■ Data extract ■
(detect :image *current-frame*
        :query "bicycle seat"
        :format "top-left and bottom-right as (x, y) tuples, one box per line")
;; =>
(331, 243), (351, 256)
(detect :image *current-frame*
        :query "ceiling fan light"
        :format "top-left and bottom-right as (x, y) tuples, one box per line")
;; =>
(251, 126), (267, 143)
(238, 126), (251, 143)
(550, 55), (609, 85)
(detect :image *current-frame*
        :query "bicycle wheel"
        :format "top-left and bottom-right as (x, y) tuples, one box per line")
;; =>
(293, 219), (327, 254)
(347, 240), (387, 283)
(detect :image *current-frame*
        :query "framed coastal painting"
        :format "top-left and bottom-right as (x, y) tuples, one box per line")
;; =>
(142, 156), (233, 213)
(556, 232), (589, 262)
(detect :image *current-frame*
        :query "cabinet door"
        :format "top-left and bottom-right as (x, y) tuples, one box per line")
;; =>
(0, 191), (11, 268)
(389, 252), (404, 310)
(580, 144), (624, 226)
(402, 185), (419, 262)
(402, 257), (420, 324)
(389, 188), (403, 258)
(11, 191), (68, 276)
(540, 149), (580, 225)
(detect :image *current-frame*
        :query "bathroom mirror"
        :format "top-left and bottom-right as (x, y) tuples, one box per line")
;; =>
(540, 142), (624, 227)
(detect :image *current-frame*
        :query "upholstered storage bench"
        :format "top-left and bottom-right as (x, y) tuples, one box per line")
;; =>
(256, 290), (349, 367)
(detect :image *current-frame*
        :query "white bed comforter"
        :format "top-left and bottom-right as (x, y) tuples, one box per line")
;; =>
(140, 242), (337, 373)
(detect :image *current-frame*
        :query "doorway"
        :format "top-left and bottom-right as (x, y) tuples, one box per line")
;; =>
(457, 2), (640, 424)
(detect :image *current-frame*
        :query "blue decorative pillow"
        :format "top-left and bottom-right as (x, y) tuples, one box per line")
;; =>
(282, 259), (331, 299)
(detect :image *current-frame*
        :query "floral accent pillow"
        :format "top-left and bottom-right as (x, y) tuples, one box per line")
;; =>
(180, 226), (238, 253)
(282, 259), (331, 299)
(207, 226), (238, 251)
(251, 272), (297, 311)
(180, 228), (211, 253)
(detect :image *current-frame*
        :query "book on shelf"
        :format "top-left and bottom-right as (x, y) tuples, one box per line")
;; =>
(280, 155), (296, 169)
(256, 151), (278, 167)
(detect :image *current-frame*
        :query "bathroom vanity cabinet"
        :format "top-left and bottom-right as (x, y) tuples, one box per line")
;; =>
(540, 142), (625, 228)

■ Written task ■
Rewrite every one of the items above, swapping in "bicycle saddle" wherever "bicycle seat" appears and leaving the rest unchanged.

■ Reply ■
(detect :image *current-frame*
        :query "bicycle saddle"
        :format "top-left and bottom-right as (x, y) tuples, one box per line")
;; =>
(331, 243), (351, 256)
(detect :image *current-frame*
        :query "ceiling fan light"
        :format "top-left and bottom-right as (x, y) tuples, one box per line")
;; =>
(251, 126), (267, 143)
(238, 126), (251, 143)
(550, 55), (609, 85)
(detect :image *current-frame*
        :query "bicycle wheel"
        :format "top-left and bottom-right as (x, y) tuples, one box per line")
;; =>
(293, 219), (327, 254)
(347, 240), (387, 283)
(detect :image *current-frame*
        :query "framed coastal painting"
        :format "top-left and bottom-right as (x, y) tuples, one box per line")
;; =>
(142, 156), (233, 213)
(556, 232), (589, 262)
(detect :image *current-frame*
        :query "cabinet door"
        :format "top-left and bottom-right as (x, y) tuples, one box per line")
;; =>
(0, 191), (11, 268)
(389, 252), (404, 310)
(580, 144), (624, 226)
(402, 185), (419, 262)
(402, 257), (420, 324)
(389, 188), (403, 258)
(11, 191), (68, 276)
(540, 149), (580, 225)
(detect :image *current-frame*
        :query "bathroom mirror"
        :format "top-left and bottom-right as (x, y) tuples, one box per line")
;; =>
(540, 142), (624, 227)
(detect :image *current-frame*
        :query "upholstered storage bench"
        :format "top-left and bottom-right as (x, y) tuples, one box per line")
;; =>
(256, 290), (349, 367)
(detect :image *current-frame*
        :query "white bed comforter"
        :format "top-left and bottom-right as (x, y) tuples, one box per line")
;; =>
(140, 242), (337, 373)
(detect :image *current-frame*
        :query "doorway"
        :format "top-left and bottom-right as (x, y) tuples, one box per line")
;; =>
(457, 2), (640, 424)
(detect :image *current-frame*
        :query "blue decorative pillow"
        :format "top-left and bottom-right as (x, y) tuples, one box per line")
;; =>
(282, 259), (331, 299)
(detect :image *current-frame*
        :query "floral accent pillow"
        :format "top-left and bottom-right as (x, y) tuples, one box per line")
;; =>
(180, 226), (238, 253)
(282, 259), (331, 299)
(207, 226), (238, 251)
(251, 272), (297, 311)
(180, 228), (211, 253)
(detect :image *current-frame*
        :query "book on shelf"
        :format "top-left and bottom-right as (x, y) tuples, one box per line")
;; =>
(280, 155), (296, 169)
(256, 151), (278, 167)
(detect :image *current-frame*
        :query "bathroom vanity cabinet"
        :format "top-left and bottom-right as (x, y) tuples, one box per line")
;; =>
(540, 142), (625, 228)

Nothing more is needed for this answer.